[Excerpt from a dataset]
====

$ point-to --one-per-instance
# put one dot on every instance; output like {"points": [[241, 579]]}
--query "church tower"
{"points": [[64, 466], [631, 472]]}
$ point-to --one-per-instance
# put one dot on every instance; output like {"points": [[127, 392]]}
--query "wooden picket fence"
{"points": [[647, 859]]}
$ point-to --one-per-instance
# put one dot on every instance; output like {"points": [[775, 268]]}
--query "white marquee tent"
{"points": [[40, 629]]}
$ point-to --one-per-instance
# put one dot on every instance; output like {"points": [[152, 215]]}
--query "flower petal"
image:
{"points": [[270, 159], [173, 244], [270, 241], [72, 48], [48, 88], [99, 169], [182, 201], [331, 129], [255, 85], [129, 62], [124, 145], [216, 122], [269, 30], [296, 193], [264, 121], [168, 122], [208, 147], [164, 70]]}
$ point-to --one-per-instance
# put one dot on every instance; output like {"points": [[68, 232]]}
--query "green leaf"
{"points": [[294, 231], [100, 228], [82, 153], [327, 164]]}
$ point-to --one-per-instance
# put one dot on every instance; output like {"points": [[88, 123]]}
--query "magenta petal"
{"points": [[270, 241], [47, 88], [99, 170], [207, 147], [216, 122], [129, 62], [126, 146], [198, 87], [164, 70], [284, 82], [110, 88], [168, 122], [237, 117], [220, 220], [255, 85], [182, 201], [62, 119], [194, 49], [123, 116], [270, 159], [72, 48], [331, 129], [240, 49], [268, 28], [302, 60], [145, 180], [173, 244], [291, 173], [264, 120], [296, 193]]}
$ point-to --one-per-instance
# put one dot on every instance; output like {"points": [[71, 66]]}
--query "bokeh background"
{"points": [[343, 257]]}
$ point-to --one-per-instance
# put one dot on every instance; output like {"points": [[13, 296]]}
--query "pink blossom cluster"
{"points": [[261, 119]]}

====

### The problem
Update the records above by replacing "one dot" with "a single dot" wherever it occurs. Leave everything else unchanged.

### Task result
$ point-to --one-per-instance
# put a single dot on every instance; output like {"points": [[241, 579]]}
--query "church tower"
{"points": [[64, 466], [631, 472]]}
$ point-to --one-per-instance
# put a single dot on every instance; output like {"points": [[127, 392]]}
--query "wooden picket fence"
{"points": [[647, 859]]}
$ point-to --one-per-instance
# put a single dot on every instance; output like {"points": [[775, 268]]}
--query "white marquee tent"
{"points": [[40, 629]]}
$ point-to --one-per-instance
# put a single dot on every instance; output like {"points": [[152, 215]]}
--query "flower petal"
image:
{"points": [[270, 159], [173, 244], [270, 241], [72, 48], [48, 88], [99, 169], [182, 201], [331, 129], [255, 85], [129, 62], [124, 145], [216, 122], [269, 30], [296, 193], [264, 121], [168, 122], [208, 147], [164, 70]]}
$ point-to --one-per-instance
# put a single dot on every instance; output like {"points": [[68, 232]]}
--query "green leaf"
{"points": [[294, 231], [100, 228], [82, 153], [327, 164]]}
$ point-to --one-per-instance
# put a single dot on every instance; output like {"points": [[88, 123]]}
--query "magenta petal"
{"points": [[270, 241], [47, 88], [99, 170], [207, 147], [216, 122], [129, 62], [126, 146], [198, 87], [164, 70], [284, 82], [110, 88], [168, 122], [237, 117], [220, 220], [255, 85], [182, 201], [62, 119], [194, 49], [123, 116], [270, 159], [72, 48], [331, 129], [240, 49], [268, 28], [302, 60], [145, 180], [173, 244], [291, 173], [264, 120], [296, 193]]}
$ point-to --one-per-instance
# put a single dot on every instance; output like {"points": [[71, 66]]}
--query "bokeh background"
{"points": [[343, 257]]}
$ point-to --one-per-instance
# put a single dot on every instance; output like {"points": [[13, 296]]}
--query "pink blossom cluster"
{"points": [[261, 119]]}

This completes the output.